**Excerpted text**
Checkpointing Training to Amazon S3

Overview
Prerequisites
Checkpointing Methods
Choosing the Right Method

Overview

Checkpointing saves your model’s state during training, allowing you to:

Resume training after interruptions (preemptions, crashes, maintenance)
Recover from failures without losing hours of training progress
Enable spot instance usage for cost savings with fault tolerance

Storing checkpoints in S3 provides durable, accessible storage that persists beyond the lifetime of your training nodes.

Prerequisites

Before implementing a checkpointing strategy, you must establish a secure and efficient connection between your training environment and Amazon S3.

Create an S3 Bucket

You need a dedicated container for your model artifacts. It is highly recommended to create this bucket in the same region as your training instances to minimize data transfer costs and latency.

Via AWS Console
- Navigate to S3 in the AWS Console
- Click Create bucket
- Choose a unique bucket name (e.g., my-training-checkpoints)
- Select your preferred region
- Configure access settings as needed

Via AWS CLI

aws s3 mb s3://my-training-checkpoints --region us-east-1

Configure AWS Credentials

Your training script requires permissions to PutObject and GetObject in your S3 bucket. Ensure your training environment has AWS credentials configured:

# Option 1: Environment variables
export AWS_ACCESS_KEY_ID=<your-access-key>
export AWS_SECRET_ACCESS_KEY=<your-secret-key>
export AWS_DEFAULT_REGION=us-east-1

# Option 2: AWS credentials file (~/.aws/credentials)
aws configure

Checkpointing Methods

There are multiple strategies for integrating Amazon S3 into your training loop, each offering different trade-offs between performance, ease of implementation, and code intrusiveness.

AWS S3 Torch Connector

The official AWS connector for PyTorch provides native S3 integration with optimized streaming.

Installation

pip install s3torchconnector

Saving Checkpoints

from s3torchconnector import S3Checkpoint

# Initialize the checkpoint handler
checkpoint = S3Checkpoint(region="us-east-1")

# Save model checkpoint directly to S3
checkpoint_path = "s3://my-training-checkpoints/model_epoch_10.pt"

with checkpoint.writer(checkpoint_path) as writer:
    torch.save({
        'epoch': epoch,
        'model_state_dict': model.state_dict(),
        'optimizer_state_dict': optimizer.state_dict(),
        'loss': loss,
    }, writer)

Loading Checkpoints

from s3torchconnector import S3Checkpoint

checkpoint = S3Checkpoint(region="us-east-1")

**Written request a**
State how many lines of the records contain the word "white", and give only the number.
The checkpointing guide above and the records that follow are separate, unrelated material.

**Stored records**
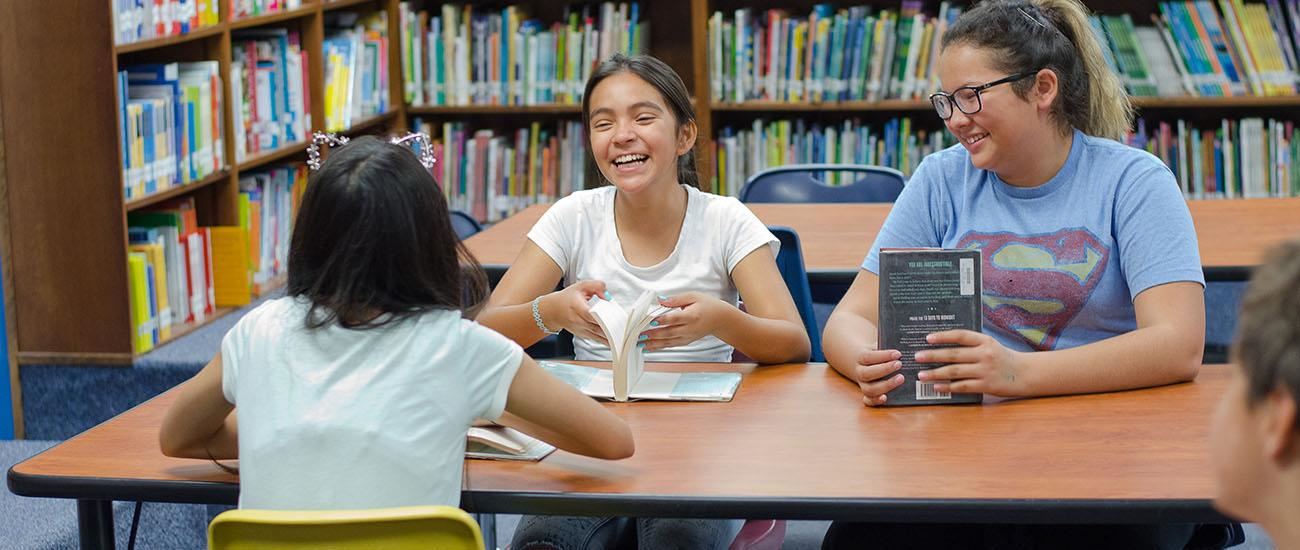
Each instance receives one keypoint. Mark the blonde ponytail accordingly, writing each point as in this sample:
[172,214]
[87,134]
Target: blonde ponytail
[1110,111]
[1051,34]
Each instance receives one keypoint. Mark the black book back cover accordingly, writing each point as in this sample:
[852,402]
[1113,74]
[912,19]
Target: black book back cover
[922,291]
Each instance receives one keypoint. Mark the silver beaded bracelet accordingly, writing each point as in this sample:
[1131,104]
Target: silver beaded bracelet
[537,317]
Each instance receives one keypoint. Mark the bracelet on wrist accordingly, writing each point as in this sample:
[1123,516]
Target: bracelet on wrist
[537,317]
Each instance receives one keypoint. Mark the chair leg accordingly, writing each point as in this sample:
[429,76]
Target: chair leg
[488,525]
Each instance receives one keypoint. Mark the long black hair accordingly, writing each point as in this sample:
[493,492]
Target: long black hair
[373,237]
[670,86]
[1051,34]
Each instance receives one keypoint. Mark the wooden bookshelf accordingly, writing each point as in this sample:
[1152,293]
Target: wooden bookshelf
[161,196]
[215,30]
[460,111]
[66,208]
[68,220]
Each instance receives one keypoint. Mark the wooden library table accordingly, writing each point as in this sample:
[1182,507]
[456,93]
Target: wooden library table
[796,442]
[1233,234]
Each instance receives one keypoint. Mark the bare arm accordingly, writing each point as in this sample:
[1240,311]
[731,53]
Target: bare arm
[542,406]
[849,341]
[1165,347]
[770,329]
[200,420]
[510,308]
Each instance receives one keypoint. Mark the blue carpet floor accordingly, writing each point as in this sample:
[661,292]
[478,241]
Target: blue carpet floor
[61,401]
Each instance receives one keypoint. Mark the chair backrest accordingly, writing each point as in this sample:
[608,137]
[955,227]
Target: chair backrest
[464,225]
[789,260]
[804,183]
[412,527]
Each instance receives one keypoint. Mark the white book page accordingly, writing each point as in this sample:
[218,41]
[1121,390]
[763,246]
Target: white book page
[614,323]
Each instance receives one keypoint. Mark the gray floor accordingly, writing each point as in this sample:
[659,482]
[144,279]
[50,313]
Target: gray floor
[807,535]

==

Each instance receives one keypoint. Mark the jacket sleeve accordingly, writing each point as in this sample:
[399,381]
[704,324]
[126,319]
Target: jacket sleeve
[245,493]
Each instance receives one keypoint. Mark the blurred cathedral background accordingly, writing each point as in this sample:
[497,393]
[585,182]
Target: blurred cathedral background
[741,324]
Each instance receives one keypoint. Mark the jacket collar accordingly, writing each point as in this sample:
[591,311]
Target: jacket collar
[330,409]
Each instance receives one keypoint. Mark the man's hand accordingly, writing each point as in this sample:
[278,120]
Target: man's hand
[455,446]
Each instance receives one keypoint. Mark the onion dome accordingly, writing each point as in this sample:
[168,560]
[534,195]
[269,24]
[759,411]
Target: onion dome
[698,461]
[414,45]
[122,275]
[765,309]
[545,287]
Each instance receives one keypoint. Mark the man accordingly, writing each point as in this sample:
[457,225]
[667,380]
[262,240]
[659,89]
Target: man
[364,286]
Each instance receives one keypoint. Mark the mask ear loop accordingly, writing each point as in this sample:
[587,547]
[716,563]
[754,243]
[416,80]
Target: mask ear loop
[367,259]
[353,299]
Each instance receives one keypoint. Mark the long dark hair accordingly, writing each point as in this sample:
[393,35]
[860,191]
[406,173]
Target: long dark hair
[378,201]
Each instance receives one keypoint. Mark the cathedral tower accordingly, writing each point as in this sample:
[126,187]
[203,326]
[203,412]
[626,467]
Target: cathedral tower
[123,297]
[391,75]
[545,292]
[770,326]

**Written request b**
According to the checkpointing guide, why should the S3 bucket be created in the same region as the training instances? Answer in one to three sentences.

**Response a**
2

**Response b**
Creating the bucket in the same region as the training instances minimizes data transfer costs and latency.